- EXERCISE REQUIREMENTS
1. From the passage on the downhole detector tool, quote the portion starting at "The tool 100 can" and ending at "the tracer composition.".
2. In the passage on the downhole detector tool, what architecture can microcontroller 140 be based on?
=== DOCUMENT PASSAGE ===
The detector 130 can be configured to operate in high temperature fluid and gas environments for specified time, such as about 2 hours although other times can be achieved through choice of insulation mechanisms and materials. Although operating temperatures can vary, often the high temperature fluid and gas can have a temperature between 150° C. and 300° C. However, in some cases the high temperature fluid and gas can have a temperature that exceeds 300° C. Advantageously, the detector 130 can be configured to measure both laminar and turbulent flows. The detector 130 can optionally be configured to measure a liquid-phase tracer and a gas phase tracer. The detector 130 can be configured to measure at least one of fluorescence, electron capture, absorption, and conductivity. In each case, the detector 130 and corresponding electronic components can be configured to translate the corresponding energy effect on the detector 130 into useful information.
In one aspect, the detector system 120 further includes a light source configured to send light from the tool sufficient to trigger a response from target materials outside of the tool 100 such that the response can be registered by the energy collector 134. In one aspect, the light source 136 can be a LED or laser light source. The energy collector 134 can include a detector window or an optical fiber bundle 133. The detector window can include quartz or other translucent material to pass light and energy. For example, one configuration provides a detector window having a diameter or dimension of approximately 100 mm to allow detection of 900-1000 nm wavelength electromagnetic energy (or light) by the tool 100. The detector 130 can be operably connected to the energy collector 134 using a fiber bundle 133. Alternatively, the detector 130 can be oriented directly adjacent the detector window to render such fiber optics optional (not shown). The detector 130 can be a photodetector such as a photodiode or a photomultiplier. A detector 130 can be a spectrometer or a silicon-based charge-coupled device (CCD). The detector 130 can be configured to register light energy having a certain wavelength or energy value which can be correlated to specific ranges. In one implementation, the end of the optical fiber can be attached to a detector at the surface.
The detector system 120 can further include splitters or filters to spatially distribute incoming energy according to wavelength. This can be useful in discriminating a spectrum of energy wavelengths, such as multiple energy sources or tracers. Depending on the particular detector, a signal can be produced which can be correlated with a numerical value or other information. In one aspect, the detector system 120 further includes a microcontroller 140, state machine, processor, memory, input/output circuitry, and other electronics and computer components supporting processing which can be operably connected to the detector 130 to process signals from the detector 130. In one aspect, the microcontroller 140 can be an 8051-based architecture microcontroller. Other suitable microcontroller 140 or processing units can also be used.
The tool 100 can be used for detection of particular tracer compositions. The tracer compositions can be introduced into the wellbore and/or geological reservoir via a tracer delivery system 150 within the tool, a dedicated tracer injection line (not shown) with tracer compositions that can be pumped from the surface, or a separate tool 300 (FIG. 3) that can be lowered into the wellbore to deliver the tracer composition.
=== EXCERPTED DATA ===
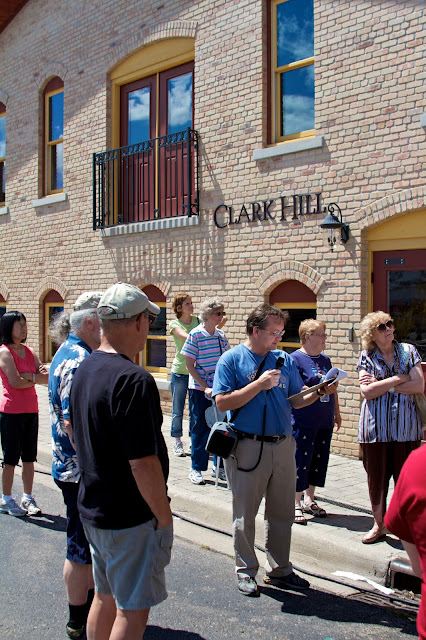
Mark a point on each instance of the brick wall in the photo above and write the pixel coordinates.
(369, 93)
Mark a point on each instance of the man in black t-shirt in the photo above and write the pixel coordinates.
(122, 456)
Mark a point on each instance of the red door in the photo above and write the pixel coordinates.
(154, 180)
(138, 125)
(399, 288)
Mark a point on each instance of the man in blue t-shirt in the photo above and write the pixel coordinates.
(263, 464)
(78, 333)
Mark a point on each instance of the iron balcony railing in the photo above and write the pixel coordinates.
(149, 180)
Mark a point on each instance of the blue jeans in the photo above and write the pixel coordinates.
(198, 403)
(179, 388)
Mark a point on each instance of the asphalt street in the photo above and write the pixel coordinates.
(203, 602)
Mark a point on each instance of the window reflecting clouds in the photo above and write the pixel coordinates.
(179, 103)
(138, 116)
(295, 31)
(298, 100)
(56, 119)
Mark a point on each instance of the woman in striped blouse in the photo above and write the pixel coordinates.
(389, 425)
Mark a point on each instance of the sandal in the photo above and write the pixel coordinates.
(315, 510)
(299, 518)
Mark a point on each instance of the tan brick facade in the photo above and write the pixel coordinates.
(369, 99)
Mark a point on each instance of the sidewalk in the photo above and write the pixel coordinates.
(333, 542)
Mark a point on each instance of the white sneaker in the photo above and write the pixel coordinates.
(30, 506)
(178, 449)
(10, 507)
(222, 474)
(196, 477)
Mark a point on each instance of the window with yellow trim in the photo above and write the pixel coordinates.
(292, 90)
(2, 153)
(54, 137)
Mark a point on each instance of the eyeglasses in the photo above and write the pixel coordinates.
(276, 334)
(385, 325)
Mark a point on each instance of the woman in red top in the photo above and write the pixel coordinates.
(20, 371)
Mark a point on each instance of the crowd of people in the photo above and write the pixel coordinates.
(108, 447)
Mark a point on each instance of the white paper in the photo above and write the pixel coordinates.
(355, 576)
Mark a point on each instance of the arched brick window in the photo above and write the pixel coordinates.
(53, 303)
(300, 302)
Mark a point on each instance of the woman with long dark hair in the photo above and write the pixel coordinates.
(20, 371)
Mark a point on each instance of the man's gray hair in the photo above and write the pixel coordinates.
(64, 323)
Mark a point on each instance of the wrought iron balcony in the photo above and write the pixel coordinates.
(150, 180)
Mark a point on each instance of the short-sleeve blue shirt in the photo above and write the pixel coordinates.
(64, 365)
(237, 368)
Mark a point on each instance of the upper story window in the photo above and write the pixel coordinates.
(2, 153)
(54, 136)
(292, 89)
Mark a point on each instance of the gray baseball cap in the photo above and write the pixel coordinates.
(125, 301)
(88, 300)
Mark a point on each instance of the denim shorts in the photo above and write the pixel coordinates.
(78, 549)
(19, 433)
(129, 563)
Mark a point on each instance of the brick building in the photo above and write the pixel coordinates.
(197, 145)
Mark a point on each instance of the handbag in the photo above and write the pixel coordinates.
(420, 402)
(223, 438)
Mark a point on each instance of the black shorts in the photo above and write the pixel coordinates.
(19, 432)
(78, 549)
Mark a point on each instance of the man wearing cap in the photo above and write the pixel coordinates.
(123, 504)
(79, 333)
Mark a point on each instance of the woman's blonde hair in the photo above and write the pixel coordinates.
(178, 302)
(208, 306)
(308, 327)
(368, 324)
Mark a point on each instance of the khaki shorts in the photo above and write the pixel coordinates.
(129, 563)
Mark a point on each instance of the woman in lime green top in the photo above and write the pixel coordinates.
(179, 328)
===
=== EXCERPTED DATA ===
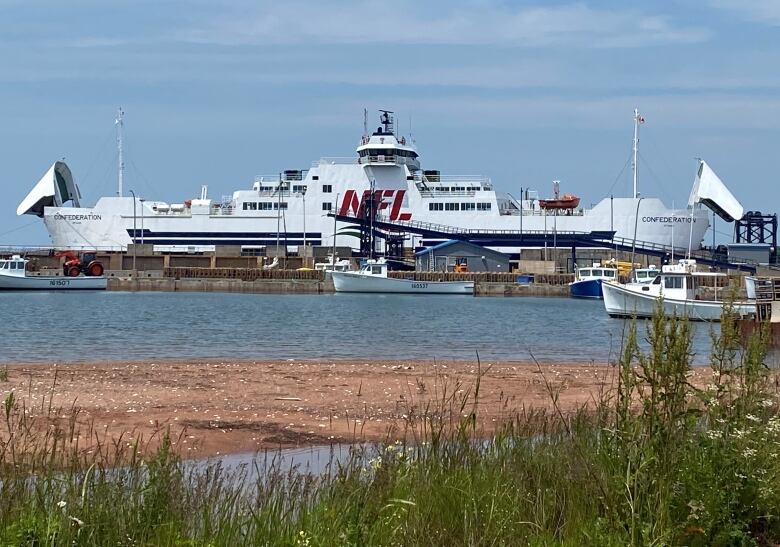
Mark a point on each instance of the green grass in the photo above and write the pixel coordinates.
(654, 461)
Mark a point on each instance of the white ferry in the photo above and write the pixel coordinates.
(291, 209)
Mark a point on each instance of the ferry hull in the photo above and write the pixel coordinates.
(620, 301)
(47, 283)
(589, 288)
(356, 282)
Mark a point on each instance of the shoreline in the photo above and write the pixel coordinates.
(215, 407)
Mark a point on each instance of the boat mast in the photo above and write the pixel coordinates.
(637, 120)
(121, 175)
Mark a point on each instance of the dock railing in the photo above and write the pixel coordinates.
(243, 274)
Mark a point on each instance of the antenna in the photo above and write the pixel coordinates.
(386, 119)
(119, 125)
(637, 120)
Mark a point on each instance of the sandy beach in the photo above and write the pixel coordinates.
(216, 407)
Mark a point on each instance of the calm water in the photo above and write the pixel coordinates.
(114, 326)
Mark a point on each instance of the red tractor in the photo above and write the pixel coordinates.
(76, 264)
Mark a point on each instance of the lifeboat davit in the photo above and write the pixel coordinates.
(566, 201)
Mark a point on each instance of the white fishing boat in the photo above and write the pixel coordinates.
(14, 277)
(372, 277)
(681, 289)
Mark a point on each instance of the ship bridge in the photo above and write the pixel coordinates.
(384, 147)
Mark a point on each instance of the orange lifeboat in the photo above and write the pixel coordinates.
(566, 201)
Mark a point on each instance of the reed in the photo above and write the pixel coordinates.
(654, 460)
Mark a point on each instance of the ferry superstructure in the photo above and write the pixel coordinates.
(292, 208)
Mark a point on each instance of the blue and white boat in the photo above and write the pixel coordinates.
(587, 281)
===
- WORKED SOLUTIONS
1.
The tool 100 can be used for detection of particular tracer compositions. The tracer compositions can be introduced into the wellbore and/or geological reservoir via a tracer delivery system 150 within the tool, a dedicated tracer injection line (not shown) with tracer compositions that can be pumped from the surface, or a separate tool 300 (FIG. 3) that can be lowered into the wellbore to deliver the tracer composition.

2. An 8051-based architecture.